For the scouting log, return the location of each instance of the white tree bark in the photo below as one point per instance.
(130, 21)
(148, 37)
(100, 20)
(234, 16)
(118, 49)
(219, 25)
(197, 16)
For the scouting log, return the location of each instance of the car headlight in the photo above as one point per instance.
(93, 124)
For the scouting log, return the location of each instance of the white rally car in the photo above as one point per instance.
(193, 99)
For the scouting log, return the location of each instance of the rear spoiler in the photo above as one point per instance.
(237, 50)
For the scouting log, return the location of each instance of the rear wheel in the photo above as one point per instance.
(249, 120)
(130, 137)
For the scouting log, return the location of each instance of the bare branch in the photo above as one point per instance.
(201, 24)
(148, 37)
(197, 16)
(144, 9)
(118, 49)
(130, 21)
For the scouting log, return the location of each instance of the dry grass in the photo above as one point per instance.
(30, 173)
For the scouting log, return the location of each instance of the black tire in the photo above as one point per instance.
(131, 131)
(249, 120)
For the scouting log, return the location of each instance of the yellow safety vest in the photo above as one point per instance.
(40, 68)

════════

WHAT TO DO ->
Reproduce all of the data above verbatim, line for line.

COMPLETE ANSWER ->
For the scouting log, return the location of each instance of the white tree bark in the photo below as one point per instance.
(130, 21)
(148, 37)
(100, 20)
(234, 16)
(118, 49)
(219, 25)
(197, 16)
For the scouting log, return the location of each instance of the car headlight in the photo above as one point per instance.
(93, 124)
For the scouting log, return the location of each instance of the white rally car in the photo above as one point per instance.
(193, 99)
For the scouting log, return the location of each instance of the rear spoiler in the photo above as one point per instance.
(237, 50)
For the scouting log, return the location of each instance of the rear wheel in the photo above as one point per instance.
(249, 120)
(130, 137)
For the scouting log, return the location of each instance of the bare branch in the photo above as one point per instance.
(201, 24)
(148, 37)
(197, 16)
(144, 9)
(118, 49)
(130, 21)
For the scouting log, return the location of each instance of the dry grass in the photo above as one point per instance.
(30, 173)
For the scouting log, return the location of each instance of the black tire in the photo above as one point per instance.
(131, 131)
(249, 120)
For the scouting log, return the location of each instance of the yellow safety vest in the photo above as one point per instance.
(40, 68)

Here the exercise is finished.